## ВАШИ ЗАДАНИЯ
1 > Верните из отрывка про М. М. всё, начиная со слов «-- Конечно,-- ответила» и вплоть до слов «он к сыну-охотнику.».
2 > Допишите отрывок про М. М. дальше, начиная сразу после его последнего предложения.

М. М. собирался с сыном на охоту. Это был новый для меня человек: несколько растерянный, неряшливо одетый, добродушный, весь открытый. Усадил, рассказывал про охоту, напал на любимую тему о "родственном внимании", потом вдруг по-детски застыдился и беспомощно вскинул глазами.
-- Вот мы вас летом к своей компании... будем жить в палатке, научим охотиться, правда, Аксюша?
-- Конечно,-- ответила сияющая Аксюша,-- только вот как Павловна посмотрит?
-- Да, это верно,-- помрачнел М. М.,-- что делать-то? -- обратился он к сыну-охотнику.
-- Присоединим по дороге,-- ответил сын, скупой на слова. И они уехали.
Я осталась одна с машинкой и рукописями. Аксюша принесла мне почтительно на подносе чай, но на этом церемония окончилась: она уселась рядом, и я должна была выслушать ее историю. Она родственница Павловны, жила в деревне, в большой нужде, теперь выписана к М. М., когда тот задумал жить отдельно от семьи в Москве. И вот она за ним "ходит".

## СОХРАНЁННЫЕ ДАННЫЕ
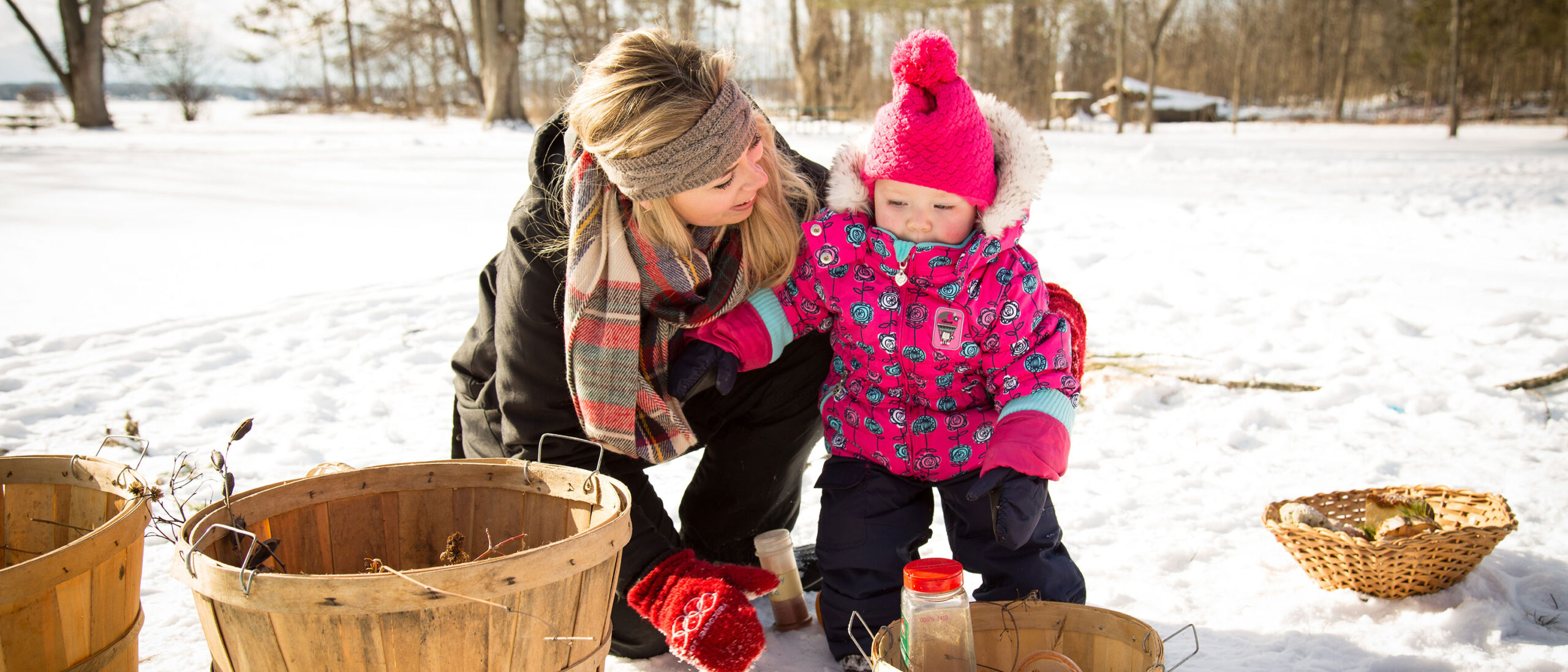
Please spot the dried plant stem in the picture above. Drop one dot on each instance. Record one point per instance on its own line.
(1250, 384)
(1539, 381)
(496, 547)
(559, 636)
(63, 525)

## РЕЗУЛЬТАТЫ УПРАЖНЕНИЯ
1 >
-- Конечно,-- ответила сияющая Аксюша,-- только вот как Павловна посмотрит?
-- Да, это верно,-- помрачнел М. М.,-- что делать-то? -- обратился он к сыну-охотнику.

2 >
-- За ним как за малым ребенком: у него все открыто для людей -- и душа, и деньги. "Вася (прозвище дал), пойди, возьми сена, где оно там!" Это значит -- денег возьми. Не запирает и не считает. Я, конечно, копейки его не возьму. Очень он со мной жизнью доволен. А Павловна у нас "сурьезная". Приедешь к ней, гостинцев от М. М. привезешь -- она головой не кивнет. Так и уедешь. Это она серчает, что ему со мной хорошо... Вот только жалование маленькое положили! -- заключила Аксюша со вздохом.
В тот вечер я многое поняла, и мне стало не по себе: тут все разваливается, и я буду свидетелем катастрофы... Кто бы мог подумать, что кроется за красным деревом, ампиром и Паном!
"23 января. Под влиянием рассказа В. Д. о том, как сейчас живут хорошие люди:Удинцев и другие... И автомобиль, и хорошая квартира в каменном доме хороши сами по себе, и против этого ничего невозможно сказать. Плохо только, когда ездишь на машине, то отвыкаешь понимать пешехода, а когда живешь в каменном доме, не чувствуешь, как живут в деревянном.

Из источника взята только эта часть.